> **Extracted data**

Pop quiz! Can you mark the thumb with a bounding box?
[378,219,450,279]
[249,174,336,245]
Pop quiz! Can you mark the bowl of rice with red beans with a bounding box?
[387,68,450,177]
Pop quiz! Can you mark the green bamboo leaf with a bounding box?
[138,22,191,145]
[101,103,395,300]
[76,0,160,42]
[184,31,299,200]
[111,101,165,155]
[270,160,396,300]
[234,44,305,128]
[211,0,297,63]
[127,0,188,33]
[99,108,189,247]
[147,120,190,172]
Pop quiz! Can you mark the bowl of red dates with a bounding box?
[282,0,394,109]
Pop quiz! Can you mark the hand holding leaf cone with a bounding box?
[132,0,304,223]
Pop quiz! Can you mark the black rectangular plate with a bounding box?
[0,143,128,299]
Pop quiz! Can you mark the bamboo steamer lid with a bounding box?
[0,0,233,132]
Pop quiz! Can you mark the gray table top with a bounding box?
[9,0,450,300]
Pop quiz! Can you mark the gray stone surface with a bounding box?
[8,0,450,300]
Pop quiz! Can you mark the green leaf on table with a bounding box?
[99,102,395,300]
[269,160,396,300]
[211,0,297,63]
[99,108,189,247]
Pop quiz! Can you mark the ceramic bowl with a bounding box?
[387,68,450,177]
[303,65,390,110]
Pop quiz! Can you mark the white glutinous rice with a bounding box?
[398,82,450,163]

> **Problem details**
Locate every line in the items above that contains the word "mark" and copy each such line in full. Case counts in matching.

> **Answer to the task**
Pop quiz! Can you mark the thumb with a bounding box?
Pop quiz! Can you mark the bowl of rice with red beans with a bounding box?
Pop quiz! Can you mark the green bamboo leaf with a bounding box?
Pop quiz! Can you mark the bowl of red dates with a bounding box?
Pop quiz! Can you mark the hand holding leaf cone with a bounding box?
Pop quiz! Can you mark the black rectangular plate with a bounding box?
Pop quiz! Can you mark the bamboo steamer lid with a bounding box?
Pop quiz! Can you mark the gray table top with a bounding box?
Pop quiz! Can you mark the gray stone surface with a bounding box?
Pop quiz! Can you mark the green leaf on table with a bounding box?
Pop quiz! Can you mark the ceramic bowl with a bounding box?
Pop quiz! Can you mark the white glutinous rice with a bounding box?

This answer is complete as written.